Who’s seen a kohlrabi before? Who’s even heard of kohlrabi before? I definitely had not before I started getting a CSA box a few years ago. This funny looking vegetable is part of the Brassica family, along with collard greens and Brussels sprouts. It has a crisp, almost crunchy texture, and a light, refreshing flavor. Once the tough outer layer is peeled away, the white flesh can be used similarly to turnips, potatoes, or jicama. The leaves can also be prepared just like any other dark, leafy, green. Nothing wasted!
A cup of raw, diced kohlrabi contains 8 grams of carbohydrates, 4 grams of sugars, 2 grams of protein, 0 fat, and just 36 calories. And don’t let the white flesh be deceiving. Kohlrabi contains over 5% DV of vitamin B6, potassium, copper, manganese, magnesium, and phosphorus. It packs almost 20% DV of fiber and 140% DV of vitamin C.

Stored data entries
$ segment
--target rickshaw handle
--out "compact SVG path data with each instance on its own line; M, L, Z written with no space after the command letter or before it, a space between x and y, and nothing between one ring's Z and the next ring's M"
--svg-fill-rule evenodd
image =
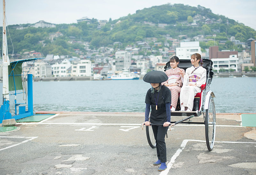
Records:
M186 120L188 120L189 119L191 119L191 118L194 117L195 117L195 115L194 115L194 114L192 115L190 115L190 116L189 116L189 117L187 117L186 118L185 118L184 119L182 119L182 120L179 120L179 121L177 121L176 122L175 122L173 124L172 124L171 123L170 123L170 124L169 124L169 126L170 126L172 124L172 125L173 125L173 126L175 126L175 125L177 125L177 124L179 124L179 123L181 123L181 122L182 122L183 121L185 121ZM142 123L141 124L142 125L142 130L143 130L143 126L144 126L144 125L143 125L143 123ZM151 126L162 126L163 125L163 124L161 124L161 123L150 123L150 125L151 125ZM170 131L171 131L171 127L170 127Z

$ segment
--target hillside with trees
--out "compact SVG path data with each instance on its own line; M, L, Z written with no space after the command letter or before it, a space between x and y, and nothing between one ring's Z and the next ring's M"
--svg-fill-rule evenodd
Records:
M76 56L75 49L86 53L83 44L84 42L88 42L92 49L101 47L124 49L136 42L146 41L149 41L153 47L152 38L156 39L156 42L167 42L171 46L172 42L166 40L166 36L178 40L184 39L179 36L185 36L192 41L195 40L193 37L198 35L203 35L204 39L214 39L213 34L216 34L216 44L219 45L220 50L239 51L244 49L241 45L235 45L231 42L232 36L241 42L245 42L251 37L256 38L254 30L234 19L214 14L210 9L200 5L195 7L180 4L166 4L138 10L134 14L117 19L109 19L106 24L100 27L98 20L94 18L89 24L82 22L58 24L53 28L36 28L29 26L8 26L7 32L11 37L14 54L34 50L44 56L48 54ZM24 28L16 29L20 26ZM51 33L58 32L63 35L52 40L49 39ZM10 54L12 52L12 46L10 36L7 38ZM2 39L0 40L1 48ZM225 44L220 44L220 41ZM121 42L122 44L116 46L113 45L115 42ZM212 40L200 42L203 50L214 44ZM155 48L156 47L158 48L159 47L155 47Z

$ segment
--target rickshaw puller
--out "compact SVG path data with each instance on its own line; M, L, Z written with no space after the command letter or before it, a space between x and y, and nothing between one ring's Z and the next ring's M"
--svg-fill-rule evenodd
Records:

→ Study questions:
1) Answer these questions using the kohlrabi passage:
(a) Which plant family does kohlrabi belong to?
(b) How many calories are in a cup of raw, diced kohlrabi?
(c) What percentage of the daily value of vitamin C does kohlrabi provide?
2) Turn the paragraph of the kohlrabi passage beginning "A cup of raw, diced kohlrabi" into a short bulleted list that keeps its main facts.
3) Repeat word for word the part of the kohlrabi passage that opens with the words containing "A cup of raw, diced" and closes with "of vitamin C.".
The listing has no connection to the kohlrabi passage.

→ Answers for the tasks:
1)
(a) The Brassica family, along with collard greens and Brussels sprouts.
(b) 36 calories.
(c) 140% DV.

2)
- One cup of raw, diced kohlrabi: 8 g carbohydrates, 4 g sugars, 2 g protein, 0 fat, 36 calories
- Over 5% DV each of vitamin B6, potassium, copper, manganese, magnesium, and phosphorus
- Almost 20% DV of fiber
- 140% DV of vitamin C

3)
A cup of raw, diced kohlrabi contains 8 grams of carbohydrates, 4 grams of sugars, 2 grams of protein, 0 fat, and just 36 calories. And don’t let the white flesh be deceiving. Kohlrabi contains over 5% DV of vitamin B6, potassium, copper, manganese, magnesium, and phosphorus. It packs almost 20% DV of fiber and 140% DV of vitamin C.